§ TRY IT
The pictures do not belong in the copy. Restate all of the records word for word.

§ RECORD EXTRACTS
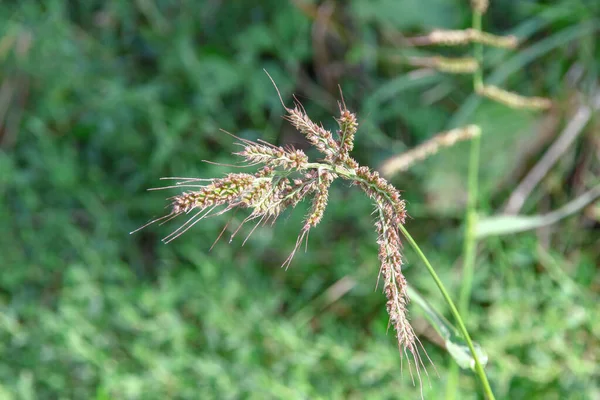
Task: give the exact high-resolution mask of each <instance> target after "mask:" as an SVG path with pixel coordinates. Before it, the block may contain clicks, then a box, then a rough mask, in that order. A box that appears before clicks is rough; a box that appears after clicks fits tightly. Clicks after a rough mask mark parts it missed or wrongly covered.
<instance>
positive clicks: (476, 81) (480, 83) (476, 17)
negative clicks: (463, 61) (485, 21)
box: [471, 10, 483, 91]
mask: <svg viewBox="0 0 600 400" xmlns="http://www.w3.org/2000/svg"><path fill="white" fill-rule="evenodd" d="M471 27H472V28H473V29H474V30H477V31H480V32H481V14H480V13H478V12H477V11H475V10H473V19H472V21H471ZM473 46H474V47H473V52H474V54H473V55H474V56H475V60H477V64H478V65H479V68H477V70H476V71H475V73H474V74H473V88H474V89H475V91H477V89H480V88H481V87H483V45H482V44H481V43H474V44H473Z"/></svg>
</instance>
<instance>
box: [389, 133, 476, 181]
mask: <svg viewBox="0 0 600 400" xmlns="http://www.w3.org/2000/svg"><path fill="white" fill-rule="evenodd" d="M479 135H481V129H480V128H479V127H478V126H477V125H468V126H465V127H463V128H457V129H452V130H450V131H447V132H442V133H439V134H437V135H435V136H434V137H433V138H431V139H429V140H428V141H426V142H424V143H422V144H420V145H418V146H417V147H415V148H413V149H411V150H409V151H407V152H404V153H402V154H400V155H398V156H394V157H391V158H390V159H388V160H386V161H385V162H384V163H383V164H382V165H381V167H380V168H379V169H380V170H381V173H382V174H383V175H385V176H391V175H393V174H395V173H397V172H400V171H406V170H408V169H409V168H410V167H411V166H413V165H414V164H415V163H417V162H418V161H421V160H424V159H425V158H427V157H429V156H431V155H432V154H435V153H437V152H438V151H439V149H440V148H442V147H450V146H452V145H454V144H455V143H456V142H458V141H462V140H468V139H471V138H473V137H475V136H479Z"/></svg>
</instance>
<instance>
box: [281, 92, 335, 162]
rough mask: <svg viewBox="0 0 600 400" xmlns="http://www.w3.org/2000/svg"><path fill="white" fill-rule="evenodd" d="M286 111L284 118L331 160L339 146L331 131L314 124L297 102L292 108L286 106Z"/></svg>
mask: <svg viewBox="0 0 600 400" xmlns="http://www.w3.org/2000/svg"><path fill="white" fill-rule="evenodd" d="M287 112H288V115H287V116H286V119H287V120H288V121H290V123H291V124H292V125H293V126H294V127H295V128H296V129H298V131H300V133H302V134H303V135H304V136H305V137H306V139H307V140H308V141H309V142H310V144H312V145H313V146H315V148H316V149H317V150H319V151H320V152H321V153H323V154H325V159H326V160H333V157H334V156H335V155H336V154H337V153H338V152H339V146H338V144H337V142H336V141H335V140H334V139H333V136H332V135H331V132H329V131H328V130H326V129H325V128H323V127H322V126H321V125H317V124H315V123H314V122H313V121H312V120H311V119H310V118H309V117H308V115H306V112H305V111H304V109H302V107H301V106H300V105H299V104H297V105H296V107H294V108H293V109H292V108H288V109H287Z"/></svg>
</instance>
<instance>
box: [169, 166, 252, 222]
mask: <svg viewBox="0 0 600 400" xmlns="http://www.w3.org/2000/svg"><path fill="white" fill-rule="evenodd" d="M255 179H256V177H255V176H254V175H250V174H229V175H227V176H226V177H225V178H221V179H214V180H213V181H212V183H211V184H209V185H206V186H204V187H202V188H201V189H200V190H197V191H189V192H185V193H182V194H180V195H178V196H175V197H174V198H173V202H172V213H173V214H180V213H182V212H185V213H187V212H189V211H191V210H193V209H198V210H204V209H206V208H208V207H212V206H218V205H222V204H227V203H229V202H231V201H232V200H233V199H235V198H237V197H238V196H240V195H241V194H242V192H244V191H245V190H246V189H247V188H249V187H250V186H251V185H252V183H253V182H254V180H255Z"/></svg>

§ EXPECTED ANSWER
Task: give the exact high-resolution mask of each <instance> target after "mask:" as an SVG path with pixel coordinates. Before it, the block may contain clicks, then a box, then a rough mask, in that order. A box that appears before clicks is rough; a box that appears after clicks fits tightly. Clicks after a rough mask mark parts it missed or wrongly covered.
<instance>
positive clicks: (476, 81) (480, 83) (476, 17)
negative clicks: (463, 61) (485, 21)
box: [471, 10, 483, 91]
mask: <svg viewBox="0 0 600 400" xmlns="http://www.w3.org/2000/svg"><path fill="white" fill-rule="evenodd" d="M471 27H472V28H473V29H474V30H477V31H480V32H481V14H480V13H478V12H477V11H475V10H473V19H472V21H471ZM473 46H474V47H473V52H474V54H473V55H474V56H475V60H477V64H478V65H479V68H477V70H476V71H475V73H474V74H473V88H474V89H475V91H477V89H480V88H481V87H483V45H482V44H481V43H474V44H473Z"/></svg>
</instance>
<instance>
box: [389, 133, 476, 181]
mask: <svg viewBox="0 0 600 400" xmlns="http://www.w3.org/2000/svg"><path fill="white" fill-rule="evenodd" d="M479 135H481V129H480V128H479V127H478V126H477V125H468V126H465V127H463V128H457V129H452V130H450V131H447V132H442V133H439V134H437V135H435V136H434V137H433V138H431V139H429V140H428V141H426V142H424V143H422V144H420V145H418V146H417V147H415V148H413V149H411V150H409V151H407V152H404V153H402V154H400V155H398V156H394V157H391V158H390V159H388V160H386V161H385V162H384V163H383V164H382V165H381V167H380V168H379V169H380V170H381V173H382V174H383V175H385V176H391V175H393V174H395V173H397V172H400V171H406V170H408V169H409V168H410V167H411V166H413V165H414V164H415V163H417V162H418V161H421V160H424V159H425V158H427V157H429V156H431V155H432V154H435V153H437V152H438V151H439V149H440V148H442V147H450V146H452V145H454V144H455V143H456V142H458V141H462V140H468V139H471V138H473V137H475V136H479Z"/></svg>
</instance>
<instance>
box: [281, 92, 335, 162]
rough mask: <svg viewBox="0 0 600 400" xmlns="http://www.w3.org/2000/svg"><path fill="white" fill-rule="evenodd" d="M286 111L284 118L331 160L339 146L331 131L314 124L297 102L292 108L286 106Z"/></svg>
mask: <svg viewBox="0 0 600 400" xmlns="http://www.w3.org/2000/svg"><path fill="white" fill-rule="evenodd" d="M287 112H288V115H287V116H286V119H287V120H288V121H290V123H291V124H292V125H293V126H294V127H295V128H296V129H298V131H300V133H302V134H303V135H304V136H305V137H306V139H307V140H308V141H309V142H310V144H312V145H313V146H315V148H316V149H317V150H319V151H320V152H321V153H323V154H325V159H326V160H333V157H334V156H335V155H336V154H337V153H338V152H339V146H338V144H337V142H336V141H335V140H334V139H333V136H332V135H331V132H329V131H328V130H326V129H325V128H323V127H322V126H321V125H317V124H315V123H314V122H313V121H312V120H311V119H310V118H309V117H308V115H306V112H305V111H304V109H302V107H301V106H300V105H299V104H297V105H296V107H294V108H293V109H292V108H288V109H287Z"/></svg>
</instance>
<instance>
box: [169, 166, 252, 222]
mask: <svg viewBox="0 0 600 400" xmlns="http://www.w3.org/2000/svg"><path fill="white" fill-rule="evenodd" d="M255 179H256V177H255V176H254V175H250V174H229V175H227V176H226V177H225V178H221V179H214V180H213V181H212V183H211V184H209V185H206V186H204V187H202V188H201V189H200V190H197V191H189V192H185V193H182V194H180V195H178V196H175V197H174V198H173V202H172V213H173V214H180V213H182V212H185V213H187V212H189V211H191V210H193V209H198V210H204V209H206V208H208V207H212V206H218V205H222V204H227V203H229V202H231V201H232V200H233V199H235V198H237V197H238V196H240V195H241V194H242V192H244V191H245V190H246V189H247V188H249V187H250V186H251V185H252V183H253V182H254V180H255Z"/></svg>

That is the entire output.